# EXTRAIT SOURCE:

^^^^

Motif au point passé (fig. 228). — Les fleurs au point passé sont exécutées, dans cette guirlande, alternativement en rouge moyen et en rouge clair, de même que les feuilles sont en partie vert foncé et vert clair. Les points d’armes au milieu des fleurettes sont formés avec le coton jaune.


fig. 229. Bouquet au point passé droit et au point passé empiétant.
Fournitures : Coton à repriser D.M.C No50. — Couleurs : Pour les myosotis : Bleu-Indigo 312, 322 et 334. — Pour les autres fleurs : Jaune-Rouille 365 et 366 ; Violet-Mauve 376, 316, 377 ; Vert-Pistache 369. — Pour le feuillage : Vert-de-gris 474, 475 ; Vert-Mousse 468, 469, 471 et 472. — Pour les tiges : Brun-Havane 455 et 457.

Bouquet au point passé droit et au point passé empiétant (fig. 229). — Comme nous venons de le dire au commencement de ce chapitre, il n’est pas donné à chacun de produire des broderies nuancées, réellement artistiques. Dans n’importe quel ouvrage de ce genre, de quelque objet qu’il soit composé, les effets de lumière doivent toujours être correctement placés.

^^^^

# DONNÉES D'ENTRÉE:
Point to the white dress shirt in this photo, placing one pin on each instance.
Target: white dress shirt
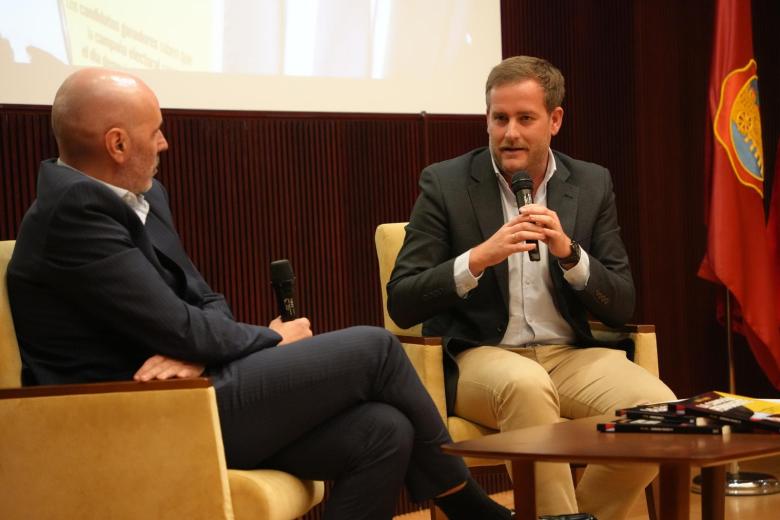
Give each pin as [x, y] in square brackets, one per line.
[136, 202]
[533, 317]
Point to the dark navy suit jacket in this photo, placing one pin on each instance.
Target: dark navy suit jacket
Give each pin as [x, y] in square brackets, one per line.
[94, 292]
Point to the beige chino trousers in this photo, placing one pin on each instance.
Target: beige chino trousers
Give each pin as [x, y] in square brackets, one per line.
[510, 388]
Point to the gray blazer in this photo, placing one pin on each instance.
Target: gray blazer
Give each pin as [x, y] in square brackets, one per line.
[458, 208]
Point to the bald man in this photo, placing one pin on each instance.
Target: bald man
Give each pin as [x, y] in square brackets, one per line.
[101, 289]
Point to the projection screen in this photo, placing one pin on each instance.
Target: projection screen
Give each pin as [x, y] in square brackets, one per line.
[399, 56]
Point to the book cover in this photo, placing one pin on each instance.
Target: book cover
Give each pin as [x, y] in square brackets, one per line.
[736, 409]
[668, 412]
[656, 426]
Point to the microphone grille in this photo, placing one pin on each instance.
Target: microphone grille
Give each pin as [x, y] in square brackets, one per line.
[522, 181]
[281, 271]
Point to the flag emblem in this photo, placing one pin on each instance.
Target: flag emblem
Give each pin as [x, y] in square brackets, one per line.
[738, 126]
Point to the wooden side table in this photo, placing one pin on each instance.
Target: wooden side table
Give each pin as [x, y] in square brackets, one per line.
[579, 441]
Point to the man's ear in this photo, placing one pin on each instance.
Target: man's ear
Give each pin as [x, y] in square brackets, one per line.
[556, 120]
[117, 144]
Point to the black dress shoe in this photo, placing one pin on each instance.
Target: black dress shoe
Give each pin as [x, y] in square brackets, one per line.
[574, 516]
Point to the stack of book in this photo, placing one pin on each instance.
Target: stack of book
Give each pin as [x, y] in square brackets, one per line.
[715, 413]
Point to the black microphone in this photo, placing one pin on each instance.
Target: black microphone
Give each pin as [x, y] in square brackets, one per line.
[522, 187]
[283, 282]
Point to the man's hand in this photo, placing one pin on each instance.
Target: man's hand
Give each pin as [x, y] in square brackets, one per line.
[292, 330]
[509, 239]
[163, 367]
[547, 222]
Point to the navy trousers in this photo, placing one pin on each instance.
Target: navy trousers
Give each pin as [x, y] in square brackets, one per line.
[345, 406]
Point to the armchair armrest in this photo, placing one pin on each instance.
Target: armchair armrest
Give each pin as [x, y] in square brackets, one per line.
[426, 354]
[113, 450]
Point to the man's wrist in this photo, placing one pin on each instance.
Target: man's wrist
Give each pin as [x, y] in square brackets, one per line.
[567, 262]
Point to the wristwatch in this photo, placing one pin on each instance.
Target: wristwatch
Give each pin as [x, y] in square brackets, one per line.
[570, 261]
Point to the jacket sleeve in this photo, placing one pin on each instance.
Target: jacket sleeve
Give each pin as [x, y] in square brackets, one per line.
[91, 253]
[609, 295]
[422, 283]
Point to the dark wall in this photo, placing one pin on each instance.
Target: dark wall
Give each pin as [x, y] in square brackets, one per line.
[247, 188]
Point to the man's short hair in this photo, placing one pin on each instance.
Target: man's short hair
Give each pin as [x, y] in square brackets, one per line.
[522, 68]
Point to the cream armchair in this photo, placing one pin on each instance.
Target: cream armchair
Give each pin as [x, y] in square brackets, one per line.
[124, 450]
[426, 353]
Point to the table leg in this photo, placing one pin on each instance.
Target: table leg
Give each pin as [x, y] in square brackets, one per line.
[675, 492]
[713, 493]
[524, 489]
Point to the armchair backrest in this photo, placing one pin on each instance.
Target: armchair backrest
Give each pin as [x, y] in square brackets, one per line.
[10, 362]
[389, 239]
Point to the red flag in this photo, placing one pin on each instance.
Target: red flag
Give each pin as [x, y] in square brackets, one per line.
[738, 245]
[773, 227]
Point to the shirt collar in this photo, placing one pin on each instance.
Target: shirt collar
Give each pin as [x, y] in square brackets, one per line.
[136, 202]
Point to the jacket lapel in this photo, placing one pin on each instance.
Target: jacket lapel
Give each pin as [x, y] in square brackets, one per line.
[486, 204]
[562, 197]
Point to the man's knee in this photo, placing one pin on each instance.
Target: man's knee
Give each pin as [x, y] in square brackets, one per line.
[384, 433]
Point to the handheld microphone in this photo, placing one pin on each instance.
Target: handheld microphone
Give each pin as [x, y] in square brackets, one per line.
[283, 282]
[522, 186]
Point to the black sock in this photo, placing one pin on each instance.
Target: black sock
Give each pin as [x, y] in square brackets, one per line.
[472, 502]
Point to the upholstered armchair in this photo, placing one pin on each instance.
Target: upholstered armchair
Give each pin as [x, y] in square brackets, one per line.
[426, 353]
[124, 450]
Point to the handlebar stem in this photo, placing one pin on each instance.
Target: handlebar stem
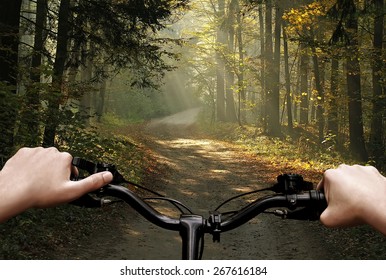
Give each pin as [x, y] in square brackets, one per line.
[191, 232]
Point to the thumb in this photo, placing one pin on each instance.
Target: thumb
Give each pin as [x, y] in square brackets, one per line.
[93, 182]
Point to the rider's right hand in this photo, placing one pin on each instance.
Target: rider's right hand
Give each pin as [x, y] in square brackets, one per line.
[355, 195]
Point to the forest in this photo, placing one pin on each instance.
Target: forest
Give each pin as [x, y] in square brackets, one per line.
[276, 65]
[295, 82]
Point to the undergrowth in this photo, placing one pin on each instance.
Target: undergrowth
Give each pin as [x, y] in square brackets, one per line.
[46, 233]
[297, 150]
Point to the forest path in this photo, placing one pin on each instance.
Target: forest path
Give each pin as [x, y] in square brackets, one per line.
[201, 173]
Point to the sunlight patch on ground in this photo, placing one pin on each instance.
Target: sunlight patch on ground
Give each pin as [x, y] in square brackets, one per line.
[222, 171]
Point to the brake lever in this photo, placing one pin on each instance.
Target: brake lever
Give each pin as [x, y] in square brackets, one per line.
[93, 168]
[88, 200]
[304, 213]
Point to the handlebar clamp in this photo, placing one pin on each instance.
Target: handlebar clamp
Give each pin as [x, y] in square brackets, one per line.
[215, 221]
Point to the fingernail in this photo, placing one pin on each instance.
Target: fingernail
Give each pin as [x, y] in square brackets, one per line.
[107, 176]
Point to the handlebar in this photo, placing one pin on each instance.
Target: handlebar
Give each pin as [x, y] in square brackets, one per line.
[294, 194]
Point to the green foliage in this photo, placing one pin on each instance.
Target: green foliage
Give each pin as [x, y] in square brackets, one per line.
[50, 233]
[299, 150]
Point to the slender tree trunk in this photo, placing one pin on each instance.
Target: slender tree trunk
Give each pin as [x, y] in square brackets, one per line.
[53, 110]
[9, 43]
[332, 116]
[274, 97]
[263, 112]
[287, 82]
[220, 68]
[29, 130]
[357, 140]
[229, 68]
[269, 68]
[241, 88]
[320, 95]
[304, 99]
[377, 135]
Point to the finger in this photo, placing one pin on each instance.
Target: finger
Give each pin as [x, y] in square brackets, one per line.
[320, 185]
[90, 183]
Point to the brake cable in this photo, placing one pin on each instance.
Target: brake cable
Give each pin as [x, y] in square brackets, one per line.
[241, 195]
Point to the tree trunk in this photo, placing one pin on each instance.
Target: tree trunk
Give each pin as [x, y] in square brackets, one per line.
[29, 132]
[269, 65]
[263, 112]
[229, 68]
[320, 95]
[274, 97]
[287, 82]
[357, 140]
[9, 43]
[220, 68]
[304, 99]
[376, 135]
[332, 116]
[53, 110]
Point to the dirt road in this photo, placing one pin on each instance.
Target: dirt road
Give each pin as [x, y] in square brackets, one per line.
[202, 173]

^^^^

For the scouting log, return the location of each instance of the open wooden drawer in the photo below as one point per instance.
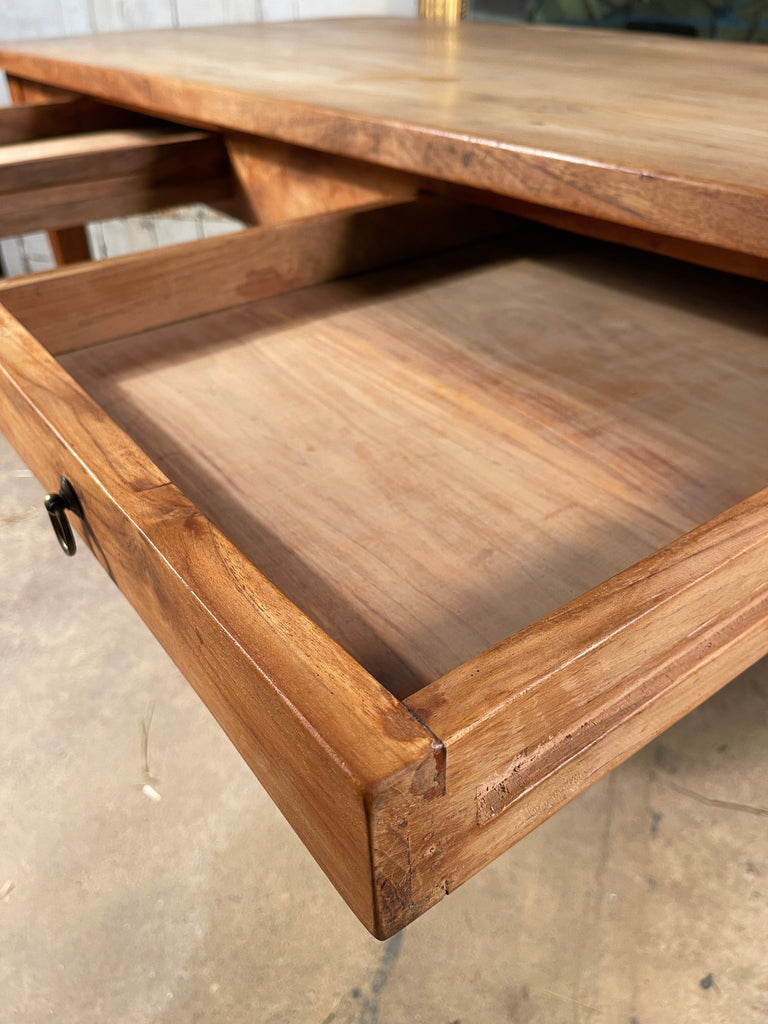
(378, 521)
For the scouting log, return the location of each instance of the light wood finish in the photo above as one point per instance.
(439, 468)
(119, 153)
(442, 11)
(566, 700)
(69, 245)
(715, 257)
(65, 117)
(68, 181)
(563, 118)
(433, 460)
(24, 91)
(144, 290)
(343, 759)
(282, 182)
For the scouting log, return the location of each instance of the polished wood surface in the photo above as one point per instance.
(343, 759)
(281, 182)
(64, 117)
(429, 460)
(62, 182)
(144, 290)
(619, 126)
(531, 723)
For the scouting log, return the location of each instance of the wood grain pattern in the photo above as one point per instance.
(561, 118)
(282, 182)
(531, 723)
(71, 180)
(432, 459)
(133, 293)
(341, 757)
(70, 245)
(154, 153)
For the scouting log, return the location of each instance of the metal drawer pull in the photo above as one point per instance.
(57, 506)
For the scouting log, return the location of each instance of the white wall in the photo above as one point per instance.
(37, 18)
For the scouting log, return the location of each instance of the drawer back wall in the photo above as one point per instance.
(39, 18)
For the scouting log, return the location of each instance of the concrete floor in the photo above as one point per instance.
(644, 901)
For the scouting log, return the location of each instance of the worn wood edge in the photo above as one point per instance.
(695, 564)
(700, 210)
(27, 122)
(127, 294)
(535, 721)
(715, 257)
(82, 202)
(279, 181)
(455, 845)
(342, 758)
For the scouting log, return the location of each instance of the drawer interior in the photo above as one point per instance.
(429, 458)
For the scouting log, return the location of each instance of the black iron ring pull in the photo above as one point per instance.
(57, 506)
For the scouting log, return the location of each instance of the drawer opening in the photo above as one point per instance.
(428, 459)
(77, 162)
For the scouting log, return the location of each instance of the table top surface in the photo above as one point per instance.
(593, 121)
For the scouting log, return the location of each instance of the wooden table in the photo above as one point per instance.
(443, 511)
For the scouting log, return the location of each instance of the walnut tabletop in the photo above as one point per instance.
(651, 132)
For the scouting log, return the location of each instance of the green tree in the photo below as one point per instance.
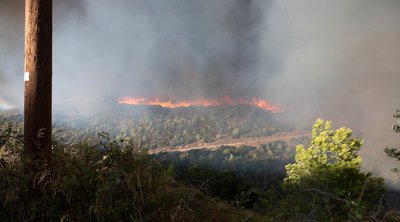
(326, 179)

^^^^

# CONSIGNES À SUIVRE:
1. Dans l'extrait sur la broderie, avec quel coton sont formés les points d'armes placés au milieu des fleurettes ?
2. Renvoyez chaque ligne des entrées qui contient le mot "wooden", en tenant compte de la casse.

# ENSEMBLE DES RÉPONSES:
1. Ils sont formés avec le coton jaune.

2.
Point to the wooden side table in this photo, placing one pin on each instance.
Target: wooden side table
For the scouting log, return the location of each instance of the open wooden drawer in the photo below as one point per instance.
For the scouting log, return the location of each instance of the wooden table in the photo above as one point per instance.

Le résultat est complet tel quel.